O roteiro de Kristoffer Borgli, por um momento, quase foi oferecido ao Ari Aster, mas que devido ao sucesso do norueguês, acabou na sua incubencia de transpor a bizarra história para as telonas, desde que Nicolas Cage fosse o protagonista. Fechada a trinca, Borgli  na boleia, Ari Aster como um dos produtores e Cage como o homem dos sonhos ou pesadelos, o filme é uma forte crítica à sociedade que da noite para o dia constrói celebridades, mas que no primeiro vacilo, não titubeia em derrubar, ou melhor, cancelar as pessoas. Como é bom que filmes como esse e o próprio American Fiction, que ganhou o Oscar de roteiro recentemente, estão fazendo a autocrítica a essa cultura dos exageros imposta por alguns ditos iluminados. No caso aqui, além de mostrar a ascensão e queda de um cidadão comum, também mostra o quanto o capitalismo visa qualquer situação, mesmo no caso absurdo dos sonhos, para ganhar dinheiro. Não importa o canal, o meio, tudo é uma maneira de vender.

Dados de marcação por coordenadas
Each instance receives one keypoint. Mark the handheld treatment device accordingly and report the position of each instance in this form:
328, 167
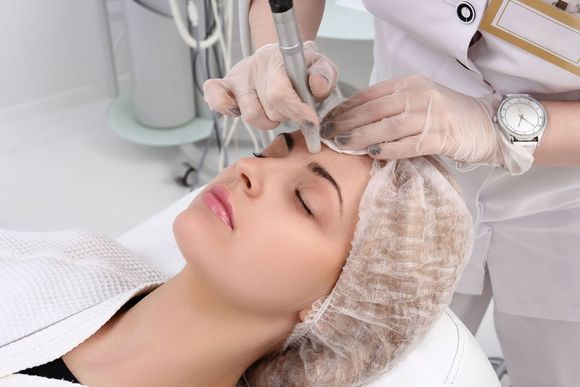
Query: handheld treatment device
294, 61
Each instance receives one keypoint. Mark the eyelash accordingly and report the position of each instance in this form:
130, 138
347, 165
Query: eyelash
296, 191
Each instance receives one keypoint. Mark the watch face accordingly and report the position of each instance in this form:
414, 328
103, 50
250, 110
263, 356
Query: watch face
522, 116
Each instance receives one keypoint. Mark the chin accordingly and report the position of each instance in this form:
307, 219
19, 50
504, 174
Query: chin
195, 233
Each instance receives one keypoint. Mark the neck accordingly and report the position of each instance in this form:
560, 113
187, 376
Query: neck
180, 334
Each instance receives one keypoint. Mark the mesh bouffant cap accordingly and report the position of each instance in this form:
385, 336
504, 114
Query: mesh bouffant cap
413, 236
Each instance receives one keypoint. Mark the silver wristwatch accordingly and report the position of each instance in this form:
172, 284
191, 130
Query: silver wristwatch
522, 119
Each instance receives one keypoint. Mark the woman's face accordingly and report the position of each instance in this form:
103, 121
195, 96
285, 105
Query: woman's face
272, 233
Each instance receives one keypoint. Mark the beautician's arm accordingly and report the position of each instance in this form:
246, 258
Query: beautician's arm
308, 13
560, 145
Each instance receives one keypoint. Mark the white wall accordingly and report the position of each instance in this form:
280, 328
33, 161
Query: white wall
52, 54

== Partes do exercício ==
1. Conte quantas linhas da listagem contêm a palavra "handheld". Maiúsculas e minúsculas contam como diferentes, e a resposta deve ser só o número.
2. Retome a crítica de cinema logo depois da última frase e continue o texto.

== Respostas das tarefas ==
1. 2

2.
Paul Mathews representa esse cidadão comum, um professor que apenas queria se realizar com seu conhecimento, publicando um livro, mas acaba cedendo às tentações da fama e não sabe como se portar quando tem sua vida virada de cabeça  para baixo. Ou seja, não sabe dos macetes básicos para se livrar dessa cobrança de uma vida perfeita sem máculas que o século 21 exige. Também não deixa de ser uma divertida crítica ao que se tornaram as universidades hoje em dia, em que alunos, ao seu bel prazer, derrubam reputações de maneira cruel e sempre tem a razão porque são apenas vítimas de uma hierarquia educacional, onde eles querem ser o topo da pirâmide.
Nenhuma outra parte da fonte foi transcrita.